- [What is asked]:
1 > In the passage on France in August 1939, what color were the soldiers' buttons?
2 > Revise the listing's lines between the one holding "gravel path in the photo above." and the one holding "67], [33, 26]]", inclusive, replacing "tree" with "bush" and leaving everything else unchanged. Return only those lines.

- [Extracted text]:
+===+

During August 1939, as the last few weeks of peace slipped away, there was in France an unsettling mood of ambiguity. Had there been an obvious threat to the nation, her citizens would have risen up as one. Instead she was taking up arms because of her commitments to other countries. There seemed nothing clear about any of the issues, and to the average Frenchman it made no sense at all. ‘Was not the plight of Poland no different than Czechoslovakia – and what had we done for Czechoslovakia?’
1

Throughout France scenes of farewell were played out in homes, at hotels and at railway stations. Twenty-five years before, open displays of emotion had been considered unmanly or a disgrace to the family, but in August 1939 men and women embraced and wept openly at the prospect of separation. The only comfort was that at least it would be for only a few months. Twenty-five years earlier, when the French soldier last marched through the streets to war, his brass buttons glinted in the sunlight, there was a red slash down his trousers from his belt to his puttees and the sight of that sea of uniform blue invariably evoked a great cheer from pavements choked with waving tricolours. Now the army was a sea of muddy khaki, the colour that blended so well with the harvest. The buttons were green; the scarlet slash, such an excellent target for the enemy, was gone; and the pavements were now empty but for the odd group of veterans who had stirred themselves for the occasion.

+===+

- [Provided entries]:
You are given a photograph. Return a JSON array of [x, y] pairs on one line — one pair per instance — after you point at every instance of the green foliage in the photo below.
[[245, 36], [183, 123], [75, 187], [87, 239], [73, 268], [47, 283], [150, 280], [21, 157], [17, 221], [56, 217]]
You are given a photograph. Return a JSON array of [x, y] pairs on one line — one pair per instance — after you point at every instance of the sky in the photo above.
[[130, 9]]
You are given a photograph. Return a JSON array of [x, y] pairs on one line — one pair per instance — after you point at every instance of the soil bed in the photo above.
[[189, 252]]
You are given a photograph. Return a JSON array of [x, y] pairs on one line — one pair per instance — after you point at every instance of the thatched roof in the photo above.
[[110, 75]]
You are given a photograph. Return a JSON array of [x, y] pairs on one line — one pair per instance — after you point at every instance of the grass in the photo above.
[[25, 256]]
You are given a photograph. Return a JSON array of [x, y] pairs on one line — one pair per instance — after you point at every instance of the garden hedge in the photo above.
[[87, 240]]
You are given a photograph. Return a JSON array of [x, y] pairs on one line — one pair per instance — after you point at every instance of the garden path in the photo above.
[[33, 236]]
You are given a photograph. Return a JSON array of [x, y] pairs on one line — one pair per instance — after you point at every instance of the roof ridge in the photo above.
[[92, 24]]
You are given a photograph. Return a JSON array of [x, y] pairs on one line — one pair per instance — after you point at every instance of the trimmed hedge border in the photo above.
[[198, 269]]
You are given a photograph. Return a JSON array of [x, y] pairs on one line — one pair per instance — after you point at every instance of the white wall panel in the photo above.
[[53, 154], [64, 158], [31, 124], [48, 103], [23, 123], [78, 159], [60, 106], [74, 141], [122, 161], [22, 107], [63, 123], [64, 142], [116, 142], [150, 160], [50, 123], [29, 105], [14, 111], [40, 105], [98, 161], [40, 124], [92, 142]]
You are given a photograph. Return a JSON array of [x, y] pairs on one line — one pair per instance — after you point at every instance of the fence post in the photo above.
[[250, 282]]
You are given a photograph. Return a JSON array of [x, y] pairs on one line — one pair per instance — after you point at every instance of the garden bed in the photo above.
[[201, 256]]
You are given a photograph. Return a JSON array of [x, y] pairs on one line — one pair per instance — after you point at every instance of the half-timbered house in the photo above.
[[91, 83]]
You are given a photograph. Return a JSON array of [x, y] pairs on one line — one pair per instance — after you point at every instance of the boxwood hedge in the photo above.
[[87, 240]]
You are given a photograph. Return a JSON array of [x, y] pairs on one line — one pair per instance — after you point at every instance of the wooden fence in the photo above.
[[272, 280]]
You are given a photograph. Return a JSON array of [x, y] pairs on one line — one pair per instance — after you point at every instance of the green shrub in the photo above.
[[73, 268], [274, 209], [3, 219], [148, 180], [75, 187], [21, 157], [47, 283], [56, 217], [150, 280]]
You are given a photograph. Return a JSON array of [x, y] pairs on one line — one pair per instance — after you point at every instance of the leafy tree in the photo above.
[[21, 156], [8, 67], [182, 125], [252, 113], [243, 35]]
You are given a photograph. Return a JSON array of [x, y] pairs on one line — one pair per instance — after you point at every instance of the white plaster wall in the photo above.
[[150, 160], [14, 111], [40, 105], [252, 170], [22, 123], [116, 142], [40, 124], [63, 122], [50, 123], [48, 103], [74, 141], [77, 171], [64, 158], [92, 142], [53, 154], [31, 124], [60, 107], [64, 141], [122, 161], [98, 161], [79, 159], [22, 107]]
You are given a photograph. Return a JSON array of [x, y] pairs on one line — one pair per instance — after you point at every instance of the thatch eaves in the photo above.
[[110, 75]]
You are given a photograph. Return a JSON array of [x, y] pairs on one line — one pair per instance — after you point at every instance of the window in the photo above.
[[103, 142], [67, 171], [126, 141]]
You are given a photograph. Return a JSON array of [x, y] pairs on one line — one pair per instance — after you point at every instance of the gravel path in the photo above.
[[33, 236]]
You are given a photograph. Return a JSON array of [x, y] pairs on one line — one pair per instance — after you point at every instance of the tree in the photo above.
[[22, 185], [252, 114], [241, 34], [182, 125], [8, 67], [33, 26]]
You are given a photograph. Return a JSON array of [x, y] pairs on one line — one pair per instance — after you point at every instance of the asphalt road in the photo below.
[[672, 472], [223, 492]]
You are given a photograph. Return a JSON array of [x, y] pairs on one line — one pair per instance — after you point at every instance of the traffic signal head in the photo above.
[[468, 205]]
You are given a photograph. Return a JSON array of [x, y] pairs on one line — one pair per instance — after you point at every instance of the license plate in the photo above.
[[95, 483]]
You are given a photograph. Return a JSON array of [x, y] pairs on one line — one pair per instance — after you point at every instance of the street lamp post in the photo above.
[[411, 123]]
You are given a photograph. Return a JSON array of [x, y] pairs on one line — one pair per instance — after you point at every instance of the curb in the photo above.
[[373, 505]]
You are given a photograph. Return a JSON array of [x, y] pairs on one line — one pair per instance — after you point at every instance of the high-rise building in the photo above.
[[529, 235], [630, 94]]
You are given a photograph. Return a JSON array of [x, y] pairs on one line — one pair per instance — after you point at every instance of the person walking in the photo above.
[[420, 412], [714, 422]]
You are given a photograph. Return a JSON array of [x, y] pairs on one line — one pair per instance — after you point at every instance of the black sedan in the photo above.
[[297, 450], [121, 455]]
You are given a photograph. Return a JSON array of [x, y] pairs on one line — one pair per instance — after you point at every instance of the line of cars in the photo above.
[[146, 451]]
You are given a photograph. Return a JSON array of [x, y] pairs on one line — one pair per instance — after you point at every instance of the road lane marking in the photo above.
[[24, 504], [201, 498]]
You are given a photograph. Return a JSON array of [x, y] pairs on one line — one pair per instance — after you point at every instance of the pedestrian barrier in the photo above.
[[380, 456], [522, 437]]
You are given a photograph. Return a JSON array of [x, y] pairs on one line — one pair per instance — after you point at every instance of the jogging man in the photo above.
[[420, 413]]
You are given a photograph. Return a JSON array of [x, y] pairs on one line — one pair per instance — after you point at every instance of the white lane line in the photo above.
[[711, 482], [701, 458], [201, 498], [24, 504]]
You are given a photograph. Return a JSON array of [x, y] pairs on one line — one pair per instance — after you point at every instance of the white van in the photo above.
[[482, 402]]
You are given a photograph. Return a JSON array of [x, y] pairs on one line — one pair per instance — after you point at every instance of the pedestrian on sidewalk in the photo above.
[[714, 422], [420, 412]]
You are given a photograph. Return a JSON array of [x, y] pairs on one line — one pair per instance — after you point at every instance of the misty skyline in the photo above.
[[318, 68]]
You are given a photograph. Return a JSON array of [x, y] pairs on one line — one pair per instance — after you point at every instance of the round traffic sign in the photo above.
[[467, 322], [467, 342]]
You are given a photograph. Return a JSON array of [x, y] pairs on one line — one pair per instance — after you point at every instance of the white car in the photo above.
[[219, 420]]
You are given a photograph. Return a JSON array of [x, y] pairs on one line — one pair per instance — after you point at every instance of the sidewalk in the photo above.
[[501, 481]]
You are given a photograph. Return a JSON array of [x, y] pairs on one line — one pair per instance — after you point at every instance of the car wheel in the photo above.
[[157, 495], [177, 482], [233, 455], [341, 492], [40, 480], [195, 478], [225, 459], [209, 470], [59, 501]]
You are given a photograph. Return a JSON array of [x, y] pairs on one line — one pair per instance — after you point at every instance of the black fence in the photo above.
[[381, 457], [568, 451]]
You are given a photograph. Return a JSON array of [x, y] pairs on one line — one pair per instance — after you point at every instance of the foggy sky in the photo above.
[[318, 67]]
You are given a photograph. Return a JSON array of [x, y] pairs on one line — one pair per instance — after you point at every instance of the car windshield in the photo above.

+===+

- [Answers to the exercise]:
1 > Green.

2 >
You are given a photograph. Return a JSON array of [x, y] pairs on one line — one pair per instance — after you point at every instance of the gravel path in the photo above.
[[33, 236]]
You are given a photograph. Return a JSON array of [x, y] pairs on one line — one pair per instance — after you point at every instance of the bush in the photo above.
[[22, 185], [252, 114], [241, 34], [182, 125], [8, 67], [33, 26]]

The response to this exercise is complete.